====== Texto seleccionado ======

Tío Vania es una de las obras primordiales de la literatura dramática del s. XIX. Escrita por el ruso Anton Chéjov y estrenada en 1900 bajo la dirección de Konstantín Stanislavski. Ciento veintiun años después podemos verla en el Teatre Lliure en un montaje firmado por el director lituano Oskaras Korsunovas. En coproducción con Temporada Alta fue el espectáculo inaugural de este año.
La acción nos sitúa en una hacienda de la Rusia de la época donde sus habitantes sobreviven con mucho trabajo y esfuerzos. Pero la llegada del propietario, el profesor Serebriakov y su joven y bonita esposa, cambiará la rutina de sus inquilinos. Vania, responsable de la finca, se enamora de lelena Andreievana; la joven esposa. Y Sonia, hija del profesor y de su primera difunta mujer, hermana de Vania, da alas a su amor hacia un doctor que los visita regularmente. El cual también se ha enamorado de la bonita Ielena. Un argumento que fácilmente podría ser una comedia, no por nada Chéjov definía con este género esta obra, pero que con su pluma consigue llegar a las cavernas más íntimas del ser humano y la existencia.

======

Ejercicio — Copia el texto sobre Tío Vania empezando por "Tío Vania es" y siguiendo hasta "de este año.", y cambia "obras primordiales" por "obras fundamentales".

====== Extracto de datos ======

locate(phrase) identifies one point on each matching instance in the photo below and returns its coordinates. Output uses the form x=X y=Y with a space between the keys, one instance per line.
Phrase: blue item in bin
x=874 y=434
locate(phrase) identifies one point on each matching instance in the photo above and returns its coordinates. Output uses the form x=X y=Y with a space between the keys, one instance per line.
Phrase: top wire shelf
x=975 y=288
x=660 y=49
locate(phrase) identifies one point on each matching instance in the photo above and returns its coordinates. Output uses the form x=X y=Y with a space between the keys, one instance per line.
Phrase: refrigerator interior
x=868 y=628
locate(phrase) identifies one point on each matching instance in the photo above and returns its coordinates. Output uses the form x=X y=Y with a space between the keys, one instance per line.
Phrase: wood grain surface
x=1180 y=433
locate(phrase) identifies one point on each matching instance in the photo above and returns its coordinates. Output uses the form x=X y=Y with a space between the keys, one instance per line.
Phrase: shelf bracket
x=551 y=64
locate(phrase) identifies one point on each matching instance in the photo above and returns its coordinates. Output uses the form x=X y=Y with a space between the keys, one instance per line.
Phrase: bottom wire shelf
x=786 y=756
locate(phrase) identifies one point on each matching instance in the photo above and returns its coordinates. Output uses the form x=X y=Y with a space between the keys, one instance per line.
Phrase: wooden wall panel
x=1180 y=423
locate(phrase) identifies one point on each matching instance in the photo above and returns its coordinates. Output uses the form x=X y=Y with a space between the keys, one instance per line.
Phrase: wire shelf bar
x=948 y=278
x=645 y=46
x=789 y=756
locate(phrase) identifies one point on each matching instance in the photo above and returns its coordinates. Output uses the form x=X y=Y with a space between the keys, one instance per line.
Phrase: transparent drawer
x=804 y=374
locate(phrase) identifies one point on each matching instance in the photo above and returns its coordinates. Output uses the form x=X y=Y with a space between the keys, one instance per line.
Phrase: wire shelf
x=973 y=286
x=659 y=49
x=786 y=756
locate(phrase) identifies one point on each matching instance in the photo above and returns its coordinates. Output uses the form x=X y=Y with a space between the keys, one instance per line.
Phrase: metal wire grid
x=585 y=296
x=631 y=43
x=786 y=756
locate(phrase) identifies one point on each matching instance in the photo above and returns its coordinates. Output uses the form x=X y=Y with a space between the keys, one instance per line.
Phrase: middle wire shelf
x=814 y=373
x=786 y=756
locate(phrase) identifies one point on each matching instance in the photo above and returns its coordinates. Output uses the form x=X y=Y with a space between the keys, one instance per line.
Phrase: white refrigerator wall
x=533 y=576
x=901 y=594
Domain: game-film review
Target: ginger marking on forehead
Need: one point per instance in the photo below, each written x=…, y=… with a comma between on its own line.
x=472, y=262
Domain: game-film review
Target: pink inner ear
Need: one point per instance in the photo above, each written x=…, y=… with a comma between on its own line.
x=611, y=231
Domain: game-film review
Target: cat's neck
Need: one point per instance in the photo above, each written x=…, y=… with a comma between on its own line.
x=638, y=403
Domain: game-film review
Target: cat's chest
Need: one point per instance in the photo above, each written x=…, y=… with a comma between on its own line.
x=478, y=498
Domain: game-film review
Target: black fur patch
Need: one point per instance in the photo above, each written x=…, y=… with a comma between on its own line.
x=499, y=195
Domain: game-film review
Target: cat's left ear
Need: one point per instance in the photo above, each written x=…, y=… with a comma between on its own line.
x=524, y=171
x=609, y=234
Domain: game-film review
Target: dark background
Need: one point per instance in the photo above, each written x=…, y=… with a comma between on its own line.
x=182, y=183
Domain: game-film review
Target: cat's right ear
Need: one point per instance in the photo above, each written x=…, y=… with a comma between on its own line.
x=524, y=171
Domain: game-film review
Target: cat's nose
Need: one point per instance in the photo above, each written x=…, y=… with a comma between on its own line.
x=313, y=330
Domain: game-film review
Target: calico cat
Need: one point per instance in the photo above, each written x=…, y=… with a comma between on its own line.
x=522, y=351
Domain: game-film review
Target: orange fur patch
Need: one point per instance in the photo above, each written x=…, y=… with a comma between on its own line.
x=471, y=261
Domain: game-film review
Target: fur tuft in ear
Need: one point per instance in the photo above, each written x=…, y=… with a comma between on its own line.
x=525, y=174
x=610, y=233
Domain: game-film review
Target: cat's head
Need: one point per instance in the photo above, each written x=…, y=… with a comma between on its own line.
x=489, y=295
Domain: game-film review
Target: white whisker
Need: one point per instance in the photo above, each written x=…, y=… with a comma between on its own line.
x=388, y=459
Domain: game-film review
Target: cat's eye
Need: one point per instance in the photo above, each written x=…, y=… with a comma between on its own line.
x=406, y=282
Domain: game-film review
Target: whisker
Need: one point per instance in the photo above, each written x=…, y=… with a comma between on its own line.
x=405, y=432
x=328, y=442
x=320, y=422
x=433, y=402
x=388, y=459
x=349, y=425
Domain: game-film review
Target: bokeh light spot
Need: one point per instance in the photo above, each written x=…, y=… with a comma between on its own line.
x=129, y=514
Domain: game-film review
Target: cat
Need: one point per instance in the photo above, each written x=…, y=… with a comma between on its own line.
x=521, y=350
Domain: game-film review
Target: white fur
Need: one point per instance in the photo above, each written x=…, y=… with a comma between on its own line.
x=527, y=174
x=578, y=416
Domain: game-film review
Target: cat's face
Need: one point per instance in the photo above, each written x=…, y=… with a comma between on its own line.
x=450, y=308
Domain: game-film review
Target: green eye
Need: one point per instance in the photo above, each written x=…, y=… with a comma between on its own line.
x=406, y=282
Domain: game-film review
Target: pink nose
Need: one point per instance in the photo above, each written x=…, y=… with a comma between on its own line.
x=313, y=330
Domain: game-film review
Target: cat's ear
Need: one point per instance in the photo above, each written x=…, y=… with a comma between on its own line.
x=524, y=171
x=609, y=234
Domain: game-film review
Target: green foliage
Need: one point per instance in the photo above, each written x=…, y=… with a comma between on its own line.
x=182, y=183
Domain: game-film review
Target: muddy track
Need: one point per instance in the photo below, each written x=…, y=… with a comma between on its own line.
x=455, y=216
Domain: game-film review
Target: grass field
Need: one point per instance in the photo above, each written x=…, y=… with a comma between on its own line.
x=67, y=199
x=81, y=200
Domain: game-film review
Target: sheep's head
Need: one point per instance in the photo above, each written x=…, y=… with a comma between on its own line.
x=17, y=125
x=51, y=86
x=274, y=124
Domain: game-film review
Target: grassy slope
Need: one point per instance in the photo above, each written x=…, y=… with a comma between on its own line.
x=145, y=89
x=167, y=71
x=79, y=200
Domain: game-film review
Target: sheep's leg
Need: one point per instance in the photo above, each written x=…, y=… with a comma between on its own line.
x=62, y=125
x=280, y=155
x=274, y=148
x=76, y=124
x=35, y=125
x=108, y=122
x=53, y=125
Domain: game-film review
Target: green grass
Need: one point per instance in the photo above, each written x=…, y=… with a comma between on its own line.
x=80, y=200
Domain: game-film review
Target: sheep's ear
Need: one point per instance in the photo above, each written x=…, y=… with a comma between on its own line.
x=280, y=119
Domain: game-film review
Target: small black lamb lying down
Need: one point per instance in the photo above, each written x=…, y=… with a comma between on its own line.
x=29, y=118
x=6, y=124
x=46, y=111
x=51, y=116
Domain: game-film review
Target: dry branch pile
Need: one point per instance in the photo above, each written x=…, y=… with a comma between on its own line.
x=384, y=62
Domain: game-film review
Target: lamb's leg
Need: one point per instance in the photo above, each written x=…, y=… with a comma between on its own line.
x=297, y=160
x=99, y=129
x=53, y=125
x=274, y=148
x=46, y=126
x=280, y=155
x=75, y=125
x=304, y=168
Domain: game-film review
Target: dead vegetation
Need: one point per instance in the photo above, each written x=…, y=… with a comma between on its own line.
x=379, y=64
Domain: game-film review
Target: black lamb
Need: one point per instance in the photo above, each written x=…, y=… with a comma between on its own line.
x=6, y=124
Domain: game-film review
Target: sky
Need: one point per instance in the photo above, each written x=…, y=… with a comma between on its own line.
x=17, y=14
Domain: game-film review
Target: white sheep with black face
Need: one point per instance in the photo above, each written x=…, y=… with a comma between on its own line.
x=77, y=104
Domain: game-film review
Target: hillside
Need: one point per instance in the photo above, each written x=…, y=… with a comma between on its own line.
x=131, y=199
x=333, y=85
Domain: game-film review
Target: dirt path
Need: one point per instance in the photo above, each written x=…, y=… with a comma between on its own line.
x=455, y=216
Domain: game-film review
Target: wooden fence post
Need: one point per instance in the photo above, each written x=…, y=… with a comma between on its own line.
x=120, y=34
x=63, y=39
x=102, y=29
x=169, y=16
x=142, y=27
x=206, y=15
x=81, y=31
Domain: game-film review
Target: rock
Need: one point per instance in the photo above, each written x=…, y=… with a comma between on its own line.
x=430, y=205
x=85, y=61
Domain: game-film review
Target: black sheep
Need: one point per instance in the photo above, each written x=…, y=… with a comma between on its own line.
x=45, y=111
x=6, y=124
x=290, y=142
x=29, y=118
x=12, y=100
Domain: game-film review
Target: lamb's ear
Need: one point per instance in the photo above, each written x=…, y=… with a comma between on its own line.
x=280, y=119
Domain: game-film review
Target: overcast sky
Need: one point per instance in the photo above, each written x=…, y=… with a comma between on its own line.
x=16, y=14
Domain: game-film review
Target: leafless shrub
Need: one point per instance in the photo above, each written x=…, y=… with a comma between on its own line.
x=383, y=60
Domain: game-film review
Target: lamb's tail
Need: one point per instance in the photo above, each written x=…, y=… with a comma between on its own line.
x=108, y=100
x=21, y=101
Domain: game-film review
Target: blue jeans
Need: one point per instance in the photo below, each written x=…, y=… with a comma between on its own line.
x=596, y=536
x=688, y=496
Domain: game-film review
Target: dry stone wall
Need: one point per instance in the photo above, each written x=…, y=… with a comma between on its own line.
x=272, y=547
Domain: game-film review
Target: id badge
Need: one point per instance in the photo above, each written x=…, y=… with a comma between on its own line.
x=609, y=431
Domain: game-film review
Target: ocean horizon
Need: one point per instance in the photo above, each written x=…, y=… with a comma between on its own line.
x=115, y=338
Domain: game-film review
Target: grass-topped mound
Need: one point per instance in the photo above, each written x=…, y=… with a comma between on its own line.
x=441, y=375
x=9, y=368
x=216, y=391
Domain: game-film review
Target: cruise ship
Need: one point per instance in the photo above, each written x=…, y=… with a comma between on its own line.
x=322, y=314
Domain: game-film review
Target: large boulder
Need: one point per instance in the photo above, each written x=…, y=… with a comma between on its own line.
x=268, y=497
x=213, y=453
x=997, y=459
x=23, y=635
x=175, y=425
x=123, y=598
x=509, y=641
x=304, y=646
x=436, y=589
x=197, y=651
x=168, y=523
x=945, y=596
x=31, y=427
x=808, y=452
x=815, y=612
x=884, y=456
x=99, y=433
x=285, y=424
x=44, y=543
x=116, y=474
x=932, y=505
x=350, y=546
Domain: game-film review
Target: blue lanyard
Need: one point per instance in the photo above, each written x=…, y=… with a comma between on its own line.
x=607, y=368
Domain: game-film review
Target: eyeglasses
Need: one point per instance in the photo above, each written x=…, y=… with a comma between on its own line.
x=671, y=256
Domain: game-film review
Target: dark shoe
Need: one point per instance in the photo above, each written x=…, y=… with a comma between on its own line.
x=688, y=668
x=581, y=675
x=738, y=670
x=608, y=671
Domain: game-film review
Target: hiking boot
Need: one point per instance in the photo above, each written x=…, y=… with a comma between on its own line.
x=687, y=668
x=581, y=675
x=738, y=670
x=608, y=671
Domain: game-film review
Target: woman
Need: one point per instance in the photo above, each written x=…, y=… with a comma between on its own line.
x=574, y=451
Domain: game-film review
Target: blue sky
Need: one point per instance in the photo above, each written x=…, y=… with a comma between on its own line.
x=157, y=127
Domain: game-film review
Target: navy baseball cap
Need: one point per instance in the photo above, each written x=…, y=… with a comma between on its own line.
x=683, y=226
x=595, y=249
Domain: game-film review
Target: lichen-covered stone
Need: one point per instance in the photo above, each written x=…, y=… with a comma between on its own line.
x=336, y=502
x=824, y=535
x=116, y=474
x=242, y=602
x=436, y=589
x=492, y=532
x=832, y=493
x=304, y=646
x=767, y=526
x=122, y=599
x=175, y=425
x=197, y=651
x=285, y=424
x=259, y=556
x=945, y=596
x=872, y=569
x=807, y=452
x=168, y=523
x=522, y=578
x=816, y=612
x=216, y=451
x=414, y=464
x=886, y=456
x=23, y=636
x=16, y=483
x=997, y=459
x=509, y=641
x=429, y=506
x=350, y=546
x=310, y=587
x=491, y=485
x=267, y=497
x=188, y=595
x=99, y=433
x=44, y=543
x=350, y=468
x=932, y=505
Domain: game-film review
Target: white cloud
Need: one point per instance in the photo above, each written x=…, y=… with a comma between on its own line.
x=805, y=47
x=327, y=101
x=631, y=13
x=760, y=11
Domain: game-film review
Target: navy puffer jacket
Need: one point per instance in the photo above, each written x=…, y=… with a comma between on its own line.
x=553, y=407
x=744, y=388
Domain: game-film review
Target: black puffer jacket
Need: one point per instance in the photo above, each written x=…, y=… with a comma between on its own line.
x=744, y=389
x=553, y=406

======

Solución del ejercicio —
Tío Vania es una de las obras fundamentales de la literatura dramática del s. XIX. Escrita por el ruso Anton Chéjov y estrenada en 1900 bajo la dirección de Konstantín Stanislavski. Ciento veintiun años después podemos verla en el Teatre Lliure en un montaje firmado por el director lituano Oskaras Korsunovas. En coproducción con Temporada Alta fue el espectáculo inaugural de este año.